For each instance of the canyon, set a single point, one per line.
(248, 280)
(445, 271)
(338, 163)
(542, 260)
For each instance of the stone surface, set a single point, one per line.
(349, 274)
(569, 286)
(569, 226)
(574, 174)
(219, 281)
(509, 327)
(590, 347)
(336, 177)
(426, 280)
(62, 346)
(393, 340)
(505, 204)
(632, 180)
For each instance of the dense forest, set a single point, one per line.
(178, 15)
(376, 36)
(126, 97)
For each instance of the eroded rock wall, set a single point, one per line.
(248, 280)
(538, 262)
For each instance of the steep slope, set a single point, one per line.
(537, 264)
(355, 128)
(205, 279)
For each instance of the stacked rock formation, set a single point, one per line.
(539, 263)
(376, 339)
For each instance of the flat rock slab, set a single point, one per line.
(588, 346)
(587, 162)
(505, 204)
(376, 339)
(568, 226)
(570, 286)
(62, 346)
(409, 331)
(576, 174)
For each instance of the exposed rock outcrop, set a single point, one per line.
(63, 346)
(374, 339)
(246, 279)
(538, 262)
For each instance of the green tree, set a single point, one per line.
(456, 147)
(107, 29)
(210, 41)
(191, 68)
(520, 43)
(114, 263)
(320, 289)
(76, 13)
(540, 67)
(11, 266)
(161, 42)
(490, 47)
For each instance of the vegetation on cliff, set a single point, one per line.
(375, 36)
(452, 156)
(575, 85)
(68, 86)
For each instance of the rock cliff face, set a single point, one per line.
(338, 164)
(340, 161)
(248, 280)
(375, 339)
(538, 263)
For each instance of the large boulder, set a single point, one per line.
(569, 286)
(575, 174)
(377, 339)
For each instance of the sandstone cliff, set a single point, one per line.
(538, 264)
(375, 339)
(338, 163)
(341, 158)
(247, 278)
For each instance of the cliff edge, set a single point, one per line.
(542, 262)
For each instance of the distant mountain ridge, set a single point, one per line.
-=-=-=-=-
▶ ACTIVITY
Retype all the data, changing nothing.

▶ FINISHED EXERCISE
For each instance of the canyon, set a single point, one per line.
(248, 280)
(445, 271)
(338, 163)
(542, 260)
For each instance of the stone surface, set a single point, one per line.
(349, 274)
(569, 286)
(569, 226)
(574, 174)
(219, 281)
(509, 327)
(590, 347)
(336, 177)
(426, 280)
(62, 346)
(393, 340)
(505, 204)
(632, 180)
For each instance of the dense forest, set a single point, one per line.
(178, 15)
(376, 36)
(126, 97)
For each instance of the eroded rock wall, set a single point, one per line.
(248, 280)
(538, 262)
For each instance of the steep slope, set a single point, one per line.
(537, 264)
(355, 128)
(205, 279)
For each instance of the stacked rock formation, set a single point, one per line.
(539, 263)
(376, 339)
For each instance of the flat rock slab, set a single point, one per line.
(588, 346)
(587, 162)
(505, 204)
(376, 339)
(568, 226)
(570, 286)
(62, 346)
(409, 331)
(576, 174)
For each instance of the exposed rock outcrop, set a single point, one per line.
(63, 346)
(374, 339)
(246, 279)
(538, 262)
For each instance of the green tree, set a single point, one per line.
(456, 147)
(107, 29)
(210, 41)
(191, 68)
(520, 43)
(114, 263)
(320, 289)
(76, 13)
(540, 67)
(11, 266)
(161, 42)
(490, 47)
For each instance of the vegetation on cliff, set a single point, one per line.
(375, 36)
(452, 156)
(575, 85)
(68, 86)
For each instance of the rock cliff face, set a single point, one per line.
(338, 164)
(340, 161)
(248, 280)
(375, 339)
(538, 263)
For each instance of the large boulder, set a single point, one per line.
(569, 286)
(575, 174)
(377, 339)
For each instance of the sandstone cliff, set a single point, one per line.
(538, 264)
(375, 339)
(338, 163)
(341, 158)
(247, 278)
For each instance of the cliff edge, set a single point, one per line.
(542, 262)
For each instance of the distant mountain ridge, set a single point, one per line.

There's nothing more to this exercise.